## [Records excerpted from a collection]
______
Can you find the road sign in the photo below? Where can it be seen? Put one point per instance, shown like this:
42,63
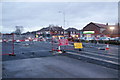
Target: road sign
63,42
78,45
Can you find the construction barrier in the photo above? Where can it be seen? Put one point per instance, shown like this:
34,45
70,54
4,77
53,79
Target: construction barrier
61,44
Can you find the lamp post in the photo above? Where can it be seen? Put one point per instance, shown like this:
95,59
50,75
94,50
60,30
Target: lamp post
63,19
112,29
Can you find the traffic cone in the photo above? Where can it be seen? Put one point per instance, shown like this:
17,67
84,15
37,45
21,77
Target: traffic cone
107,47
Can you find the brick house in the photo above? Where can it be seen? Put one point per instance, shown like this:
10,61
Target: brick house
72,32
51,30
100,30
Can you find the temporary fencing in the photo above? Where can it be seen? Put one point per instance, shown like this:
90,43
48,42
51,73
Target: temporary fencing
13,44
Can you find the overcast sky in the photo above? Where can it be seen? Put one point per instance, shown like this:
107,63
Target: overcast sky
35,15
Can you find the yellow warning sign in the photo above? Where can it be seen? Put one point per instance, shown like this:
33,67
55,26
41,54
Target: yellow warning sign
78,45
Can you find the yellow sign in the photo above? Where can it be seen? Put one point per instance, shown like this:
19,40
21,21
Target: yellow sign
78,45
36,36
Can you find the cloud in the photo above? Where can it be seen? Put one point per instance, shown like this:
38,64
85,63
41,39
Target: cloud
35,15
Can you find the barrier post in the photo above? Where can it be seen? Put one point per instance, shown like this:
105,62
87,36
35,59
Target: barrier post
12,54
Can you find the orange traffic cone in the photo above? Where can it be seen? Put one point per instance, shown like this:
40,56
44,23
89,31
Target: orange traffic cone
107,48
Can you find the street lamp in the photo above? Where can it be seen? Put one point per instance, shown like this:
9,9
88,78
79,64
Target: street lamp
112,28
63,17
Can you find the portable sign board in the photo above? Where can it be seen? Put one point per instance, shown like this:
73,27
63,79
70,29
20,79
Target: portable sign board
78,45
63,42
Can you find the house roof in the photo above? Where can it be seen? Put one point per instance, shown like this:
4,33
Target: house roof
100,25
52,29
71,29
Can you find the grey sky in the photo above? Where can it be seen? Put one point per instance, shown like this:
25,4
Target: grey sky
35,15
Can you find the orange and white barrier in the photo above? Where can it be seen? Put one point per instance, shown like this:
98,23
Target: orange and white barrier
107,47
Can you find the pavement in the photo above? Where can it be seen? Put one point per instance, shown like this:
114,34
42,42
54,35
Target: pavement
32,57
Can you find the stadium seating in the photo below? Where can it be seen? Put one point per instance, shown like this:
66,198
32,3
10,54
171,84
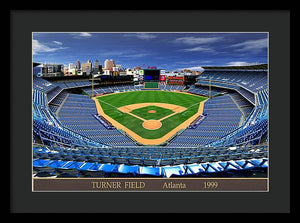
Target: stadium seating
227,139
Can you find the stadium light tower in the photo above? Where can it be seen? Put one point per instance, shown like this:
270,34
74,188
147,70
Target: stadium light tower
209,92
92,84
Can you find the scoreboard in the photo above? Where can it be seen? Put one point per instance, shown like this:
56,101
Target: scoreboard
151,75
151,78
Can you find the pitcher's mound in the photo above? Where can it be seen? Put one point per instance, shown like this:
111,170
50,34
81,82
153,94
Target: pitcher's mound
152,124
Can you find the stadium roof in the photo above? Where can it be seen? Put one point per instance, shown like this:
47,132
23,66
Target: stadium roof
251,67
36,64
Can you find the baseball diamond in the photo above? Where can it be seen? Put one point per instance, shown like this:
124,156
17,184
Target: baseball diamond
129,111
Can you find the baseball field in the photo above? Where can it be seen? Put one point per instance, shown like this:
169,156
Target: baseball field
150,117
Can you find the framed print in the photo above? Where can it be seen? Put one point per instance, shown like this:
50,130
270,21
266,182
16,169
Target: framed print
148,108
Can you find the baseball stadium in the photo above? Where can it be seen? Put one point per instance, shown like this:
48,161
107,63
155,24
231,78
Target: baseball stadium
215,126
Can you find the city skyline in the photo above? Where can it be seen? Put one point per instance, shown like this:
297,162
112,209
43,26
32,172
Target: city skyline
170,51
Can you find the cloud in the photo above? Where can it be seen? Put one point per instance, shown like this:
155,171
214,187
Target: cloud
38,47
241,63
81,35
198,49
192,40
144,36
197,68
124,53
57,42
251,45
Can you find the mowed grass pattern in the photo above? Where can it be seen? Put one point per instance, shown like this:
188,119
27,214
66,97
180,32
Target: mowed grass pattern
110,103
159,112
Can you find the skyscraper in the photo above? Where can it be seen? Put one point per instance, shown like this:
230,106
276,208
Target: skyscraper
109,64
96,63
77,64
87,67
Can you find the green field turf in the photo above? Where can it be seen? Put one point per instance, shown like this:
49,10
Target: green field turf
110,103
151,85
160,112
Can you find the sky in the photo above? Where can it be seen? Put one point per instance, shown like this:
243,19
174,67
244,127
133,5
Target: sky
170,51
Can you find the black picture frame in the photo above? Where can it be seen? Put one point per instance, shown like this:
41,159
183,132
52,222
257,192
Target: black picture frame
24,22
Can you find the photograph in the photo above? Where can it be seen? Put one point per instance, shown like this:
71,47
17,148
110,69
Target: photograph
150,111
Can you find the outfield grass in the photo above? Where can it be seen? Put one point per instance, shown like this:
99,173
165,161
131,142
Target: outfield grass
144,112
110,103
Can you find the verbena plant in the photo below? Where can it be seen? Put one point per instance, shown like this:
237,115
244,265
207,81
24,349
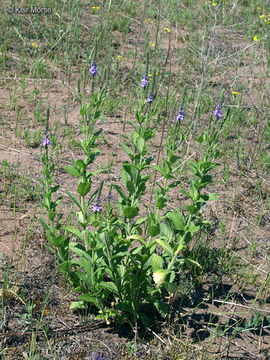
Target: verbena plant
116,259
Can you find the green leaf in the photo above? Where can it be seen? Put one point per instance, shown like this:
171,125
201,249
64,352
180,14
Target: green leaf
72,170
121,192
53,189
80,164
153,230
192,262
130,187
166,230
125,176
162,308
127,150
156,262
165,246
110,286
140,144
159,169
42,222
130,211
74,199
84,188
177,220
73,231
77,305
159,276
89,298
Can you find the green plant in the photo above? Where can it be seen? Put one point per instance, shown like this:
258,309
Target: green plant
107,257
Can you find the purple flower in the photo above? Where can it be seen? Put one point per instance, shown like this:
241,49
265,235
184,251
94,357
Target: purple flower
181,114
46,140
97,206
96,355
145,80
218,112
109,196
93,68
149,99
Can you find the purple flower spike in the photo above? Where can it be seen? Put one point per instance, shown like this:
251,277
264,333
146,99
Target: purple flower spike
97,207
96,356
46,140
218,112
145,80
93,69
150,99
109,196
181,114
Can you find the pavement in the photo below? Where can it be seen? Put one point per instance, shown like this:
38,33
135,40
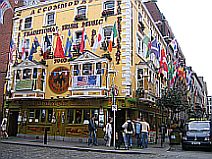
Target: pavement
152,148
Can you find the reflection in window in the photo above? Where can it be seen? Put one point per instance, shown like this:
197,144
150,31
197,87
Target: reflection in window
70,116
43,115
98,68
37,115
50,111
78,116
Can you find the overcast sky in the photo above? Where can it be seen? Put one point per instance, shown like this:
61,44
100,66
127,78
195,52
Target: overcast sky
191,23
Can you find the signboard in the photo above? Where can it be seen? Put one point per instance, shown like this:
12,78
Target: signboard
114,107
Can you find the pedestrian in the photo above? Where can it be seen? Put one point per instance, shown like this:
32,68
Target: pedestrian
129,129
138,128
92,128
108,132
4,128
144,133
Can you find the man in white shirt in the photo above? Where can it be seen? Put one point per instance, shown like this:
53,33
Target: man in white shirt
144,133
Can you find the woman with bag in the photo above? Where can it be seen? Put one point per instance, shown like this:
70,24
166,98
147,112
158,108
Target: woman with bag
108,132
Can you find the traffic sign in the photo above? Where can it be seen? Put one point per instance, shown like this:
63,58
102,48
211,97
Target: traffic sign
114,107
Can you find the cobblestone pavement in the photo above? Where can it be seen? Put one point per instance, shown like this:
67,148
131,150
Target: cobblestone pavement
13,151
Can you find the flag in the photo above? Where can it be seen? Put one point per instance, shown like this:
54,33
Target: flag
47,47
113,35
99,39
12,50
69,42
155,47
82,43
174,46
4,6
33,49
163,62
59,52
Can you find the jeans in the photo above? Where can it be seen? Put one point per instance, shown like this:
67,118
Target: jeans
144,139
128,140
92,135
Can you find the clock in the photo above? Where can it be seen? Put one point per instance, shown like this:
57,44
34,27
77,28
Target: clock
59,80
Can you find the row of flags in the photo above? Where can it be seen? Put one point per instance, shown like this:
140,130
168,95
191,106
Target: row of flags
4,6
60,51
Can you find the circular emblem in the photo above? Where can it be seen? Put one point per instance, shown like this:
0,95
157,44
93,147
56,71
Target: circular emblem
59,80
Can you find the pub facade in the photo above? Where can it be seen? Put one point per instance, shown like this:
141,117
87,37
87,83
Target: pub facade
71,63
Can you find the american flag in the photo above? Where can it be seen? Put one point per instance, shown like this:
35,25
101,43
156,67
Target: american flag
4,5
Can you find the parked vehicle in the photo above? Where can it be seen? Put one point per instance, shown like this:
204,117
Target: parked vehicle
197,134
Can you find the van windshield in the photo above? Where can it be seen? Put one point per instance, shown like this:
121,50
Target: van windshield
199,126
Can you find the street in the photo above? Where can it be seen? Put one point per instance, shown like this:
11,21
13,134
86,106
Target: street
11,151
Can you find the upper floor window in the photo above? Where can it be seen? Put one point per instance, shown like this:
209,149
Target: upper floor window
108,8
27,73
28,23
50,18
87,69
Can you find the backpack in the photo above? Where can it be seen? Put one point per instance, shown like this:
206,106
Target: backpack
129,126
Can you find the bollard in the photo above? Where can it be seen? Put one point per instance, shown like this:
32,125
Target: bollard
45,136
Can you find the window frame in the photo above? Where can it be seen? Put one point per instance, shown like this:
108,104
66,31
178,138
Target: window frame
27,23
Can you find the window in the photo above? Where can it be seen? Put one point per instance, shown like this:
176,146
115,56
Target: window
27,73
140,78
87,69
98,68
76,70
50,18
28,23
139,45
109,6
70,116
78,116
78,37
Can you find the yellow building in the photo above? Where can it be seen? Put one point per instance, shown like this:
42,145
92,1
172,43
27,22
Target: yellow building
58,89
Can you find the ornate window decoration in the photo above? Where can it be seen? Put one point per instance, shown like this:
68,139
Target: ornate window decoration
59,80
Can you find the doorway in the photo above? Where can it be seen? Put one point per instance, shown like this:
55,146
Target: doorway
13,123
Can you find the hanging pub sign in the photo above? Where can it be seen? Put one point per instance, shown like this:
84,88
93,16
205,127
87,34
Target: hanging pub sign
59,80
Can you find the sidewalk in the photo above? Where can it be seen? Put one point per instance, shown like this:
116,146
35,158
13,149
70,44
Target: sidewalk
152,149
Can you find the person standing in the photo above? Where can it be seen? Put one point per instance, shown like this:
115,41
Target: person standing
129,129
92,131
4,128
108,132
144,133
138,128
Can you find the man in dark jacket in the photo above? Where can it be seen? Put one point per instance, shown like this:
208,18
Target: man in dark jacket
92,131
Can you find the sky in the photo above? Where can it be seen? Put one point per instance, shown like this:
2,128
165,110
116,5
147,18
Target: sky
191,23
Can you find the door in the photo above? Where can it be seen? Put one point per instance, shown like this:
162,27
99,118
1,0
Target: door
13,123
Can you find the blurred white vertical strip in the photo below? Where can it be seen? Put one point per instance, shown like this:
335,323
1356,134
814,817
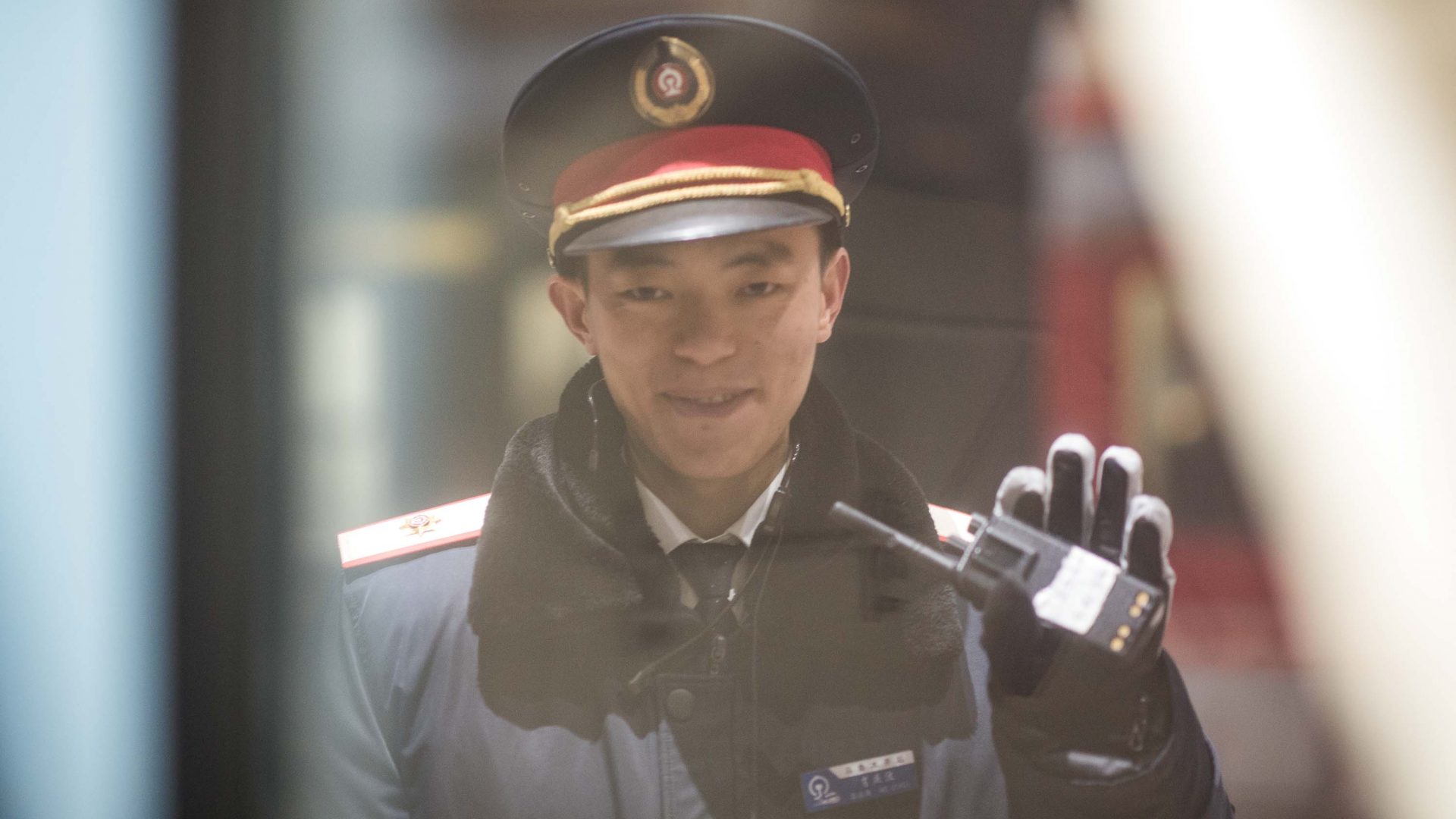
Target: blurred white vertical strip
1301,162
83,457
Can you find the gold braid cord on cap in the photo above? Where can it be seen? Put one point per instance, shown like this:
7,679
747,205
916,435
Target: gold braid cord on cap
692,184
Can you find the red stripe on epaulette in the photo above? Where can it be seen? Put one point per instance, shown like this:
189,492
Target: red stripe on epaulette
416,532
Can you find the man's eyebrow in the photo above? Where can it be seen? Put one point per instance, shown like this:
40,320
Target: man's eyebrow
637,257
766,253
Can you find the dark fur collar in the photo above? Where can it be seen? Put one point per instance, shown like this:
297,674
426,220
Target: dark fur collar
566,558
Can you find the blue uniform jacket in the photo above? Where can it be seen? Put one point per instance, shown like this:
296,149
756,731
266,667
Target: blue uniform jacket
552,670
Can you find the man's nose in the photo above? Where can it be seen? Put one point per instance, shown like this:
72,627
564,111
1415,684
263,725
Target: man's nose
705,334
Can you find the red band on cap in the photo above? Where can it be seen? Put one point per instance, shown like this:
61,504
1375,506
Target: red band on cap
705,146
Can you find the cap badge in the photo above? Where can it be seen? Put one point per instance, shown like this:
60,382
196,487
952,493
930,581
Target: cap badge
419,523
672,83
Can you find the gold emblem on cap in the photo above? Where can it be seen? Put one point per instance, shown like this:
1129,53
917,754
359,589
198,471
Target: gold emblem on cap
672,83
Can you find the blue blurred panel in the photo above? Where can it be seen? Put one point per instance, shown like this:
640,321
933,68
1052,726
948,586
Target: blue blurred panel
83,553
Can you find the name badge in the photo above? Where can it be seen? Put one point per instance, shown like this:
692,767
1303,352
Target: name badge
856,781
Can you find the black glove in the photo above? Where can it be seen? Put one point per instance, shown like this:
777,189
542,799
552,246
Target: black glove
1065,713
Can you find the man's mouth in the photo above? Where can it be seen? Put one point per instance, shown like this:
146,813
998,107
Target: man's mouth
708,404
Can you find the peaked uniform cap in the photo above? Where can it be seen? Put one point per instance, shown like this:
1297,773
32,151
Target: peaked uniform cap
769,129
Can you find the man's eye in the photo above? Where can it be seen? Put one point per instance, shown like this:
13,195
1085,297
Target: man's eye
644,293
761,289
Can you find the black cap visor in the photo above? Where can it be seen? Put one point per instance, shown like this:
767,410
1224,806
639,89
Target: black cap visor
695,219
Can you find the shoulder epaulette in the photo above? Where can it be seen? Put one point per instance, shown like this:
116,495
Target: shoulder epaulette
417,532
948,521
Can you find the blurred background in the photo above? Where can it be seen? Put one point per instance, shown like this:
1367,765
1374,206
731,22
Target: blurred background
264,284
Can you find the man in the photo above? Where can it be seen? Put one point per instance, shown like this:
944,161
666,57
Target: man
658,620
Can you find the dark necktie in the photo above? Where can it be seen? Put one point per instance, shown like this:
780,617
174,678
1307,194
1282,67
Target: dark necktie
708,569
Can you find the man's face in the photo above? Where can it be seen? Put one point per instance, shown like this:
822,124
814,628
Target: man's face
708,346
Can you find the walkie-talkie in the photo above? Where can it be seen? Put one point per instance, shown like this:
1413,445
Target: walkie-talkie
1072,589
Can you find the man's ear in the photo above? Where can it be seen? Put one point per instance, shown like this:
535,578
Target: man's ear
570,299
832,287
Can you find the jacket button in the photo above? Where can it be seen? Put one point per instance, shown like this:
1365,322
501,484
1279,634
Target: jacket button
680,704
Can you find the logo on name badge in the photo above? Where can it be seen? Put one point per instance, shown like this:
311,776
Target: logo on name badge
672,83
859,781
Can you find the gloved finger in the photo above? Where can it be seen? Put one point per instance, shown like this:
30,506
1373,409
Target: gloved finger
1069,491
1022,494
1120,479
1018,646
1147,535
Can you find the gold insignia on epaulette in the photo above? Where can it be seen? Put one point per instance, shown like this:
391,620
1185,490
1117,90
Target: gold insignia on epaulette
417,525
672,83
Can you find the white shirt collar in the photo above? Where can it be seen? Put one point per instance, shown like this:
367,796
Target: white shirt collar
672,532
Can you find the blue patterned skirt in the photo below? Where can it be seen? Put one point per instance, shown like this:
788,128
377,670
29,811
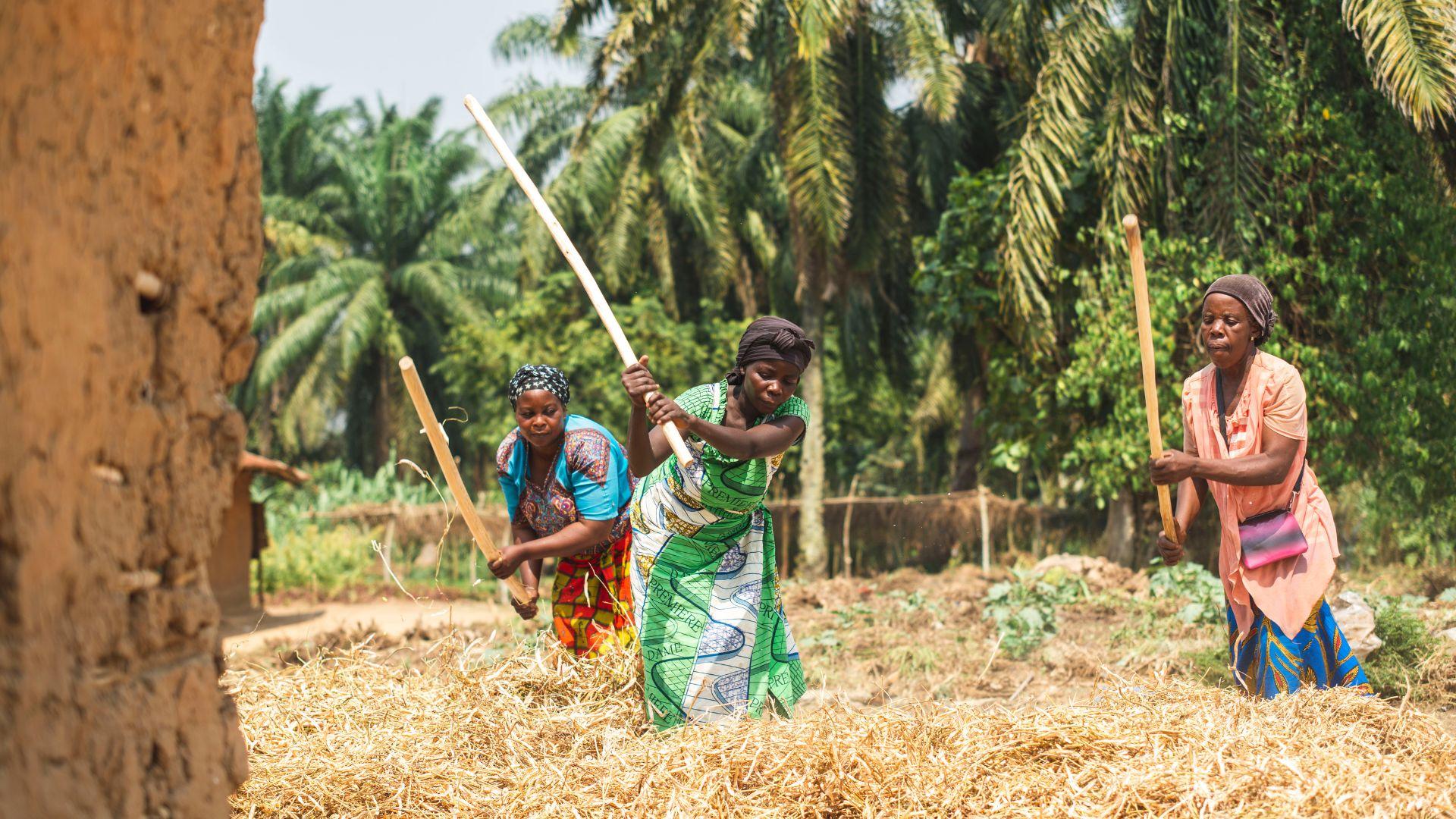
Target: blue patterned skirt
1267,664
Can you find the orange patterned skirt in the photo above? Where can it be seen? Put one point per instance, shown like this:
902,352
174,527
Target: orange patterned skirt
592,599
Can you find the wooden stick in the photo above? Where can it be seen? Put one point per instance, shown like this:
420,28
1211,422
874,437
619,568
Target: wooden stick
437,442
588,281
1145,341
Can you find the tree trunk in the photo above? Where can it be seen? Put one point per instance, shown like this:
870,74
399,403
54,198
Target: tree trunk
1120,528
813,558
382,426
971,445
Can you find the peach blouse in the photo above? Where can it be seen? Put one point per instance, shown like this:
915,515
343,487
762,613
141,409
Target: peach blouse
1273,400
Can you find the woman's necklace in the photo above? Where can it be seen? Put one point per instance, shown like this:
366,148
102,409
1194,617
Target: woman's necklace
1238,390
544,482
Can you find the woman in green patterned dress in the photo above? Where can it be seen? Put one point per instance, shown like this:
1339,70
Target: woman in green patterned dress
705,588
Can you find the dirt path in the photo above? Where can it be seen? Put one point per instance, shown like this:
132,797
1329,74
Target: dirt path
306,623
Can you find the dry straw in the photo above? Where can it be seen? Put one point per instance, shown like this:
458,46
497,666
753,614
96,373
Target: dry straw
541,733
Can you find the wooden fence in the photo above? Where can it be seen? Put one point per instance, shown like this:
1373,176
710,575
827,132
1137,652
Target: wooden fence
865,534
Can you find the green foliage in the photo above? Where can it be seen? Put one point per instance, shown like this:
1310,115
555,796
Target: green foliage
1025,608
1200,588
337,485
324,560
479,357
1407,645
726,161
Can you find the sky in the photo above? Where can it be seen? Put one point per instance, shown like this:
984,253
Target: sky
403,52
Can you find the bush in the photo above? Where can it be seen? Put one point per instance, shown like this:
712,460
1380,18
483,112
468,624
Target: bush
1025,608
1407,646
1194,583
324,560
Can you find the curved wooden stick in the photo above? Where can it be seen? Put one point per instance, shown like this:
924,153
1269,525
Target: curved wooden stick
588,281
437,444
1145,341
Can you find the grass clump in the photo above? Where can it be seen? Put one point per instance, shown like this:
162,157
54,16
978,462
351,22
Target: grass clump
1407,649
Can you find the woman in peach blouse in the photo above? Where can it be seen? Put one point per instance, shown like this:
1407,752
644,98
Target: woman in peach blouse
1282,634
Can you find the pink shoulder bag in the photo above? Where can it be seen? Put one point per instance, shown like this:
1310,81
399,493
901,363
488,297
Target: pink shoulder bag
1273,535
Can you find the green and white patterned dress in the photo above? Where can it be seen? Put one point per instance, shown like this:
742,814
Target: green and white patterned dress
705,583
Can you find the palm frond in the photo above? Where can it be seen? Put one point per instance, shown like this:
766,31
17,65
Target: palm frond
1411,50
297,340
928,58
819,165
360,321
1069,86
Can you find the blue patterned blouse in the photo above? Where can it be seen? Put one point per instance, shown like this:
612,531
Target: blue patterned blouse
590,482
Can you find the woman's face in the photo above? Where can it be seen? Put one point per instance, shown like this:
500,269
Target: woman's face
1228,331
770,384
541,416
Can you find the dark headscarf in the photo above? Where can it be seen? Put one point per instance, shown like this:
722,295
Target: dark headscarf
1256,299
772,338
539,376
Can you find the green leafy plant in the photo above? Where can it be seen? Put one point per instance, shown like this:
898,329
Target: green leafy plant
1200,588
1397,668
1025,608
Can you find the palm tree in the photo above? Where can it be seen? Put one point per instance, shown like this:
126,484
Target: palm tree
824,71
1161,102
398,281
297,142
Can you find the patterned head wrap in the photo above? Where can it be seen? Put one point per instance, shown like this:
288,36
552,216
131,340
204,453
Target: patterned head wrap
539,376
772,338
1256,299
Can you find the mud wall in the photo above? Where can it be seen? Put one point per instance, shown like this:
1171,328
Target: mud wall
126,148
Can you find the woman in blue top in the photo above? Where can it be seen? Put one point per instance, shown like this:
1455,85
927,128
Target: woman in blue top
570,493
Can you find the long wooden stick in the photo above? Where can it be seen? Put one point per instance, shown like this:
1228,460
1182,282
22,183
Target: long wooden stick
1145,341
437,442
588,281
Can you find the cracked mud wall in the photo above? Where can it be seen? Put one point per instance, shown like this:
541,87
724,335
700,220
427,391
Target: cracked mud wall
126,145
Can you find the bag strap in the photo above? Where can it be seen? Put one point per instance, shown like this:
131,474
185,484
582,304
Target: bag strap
______
## [TASK ITEM]
Reading through the records above, report each line in which the string "strap" is found.

## [COMPLETED TASK]
Can you find the bag strap in the photo above? Where can it be seen? Put one point per instance, shown like this:
Target: bag strap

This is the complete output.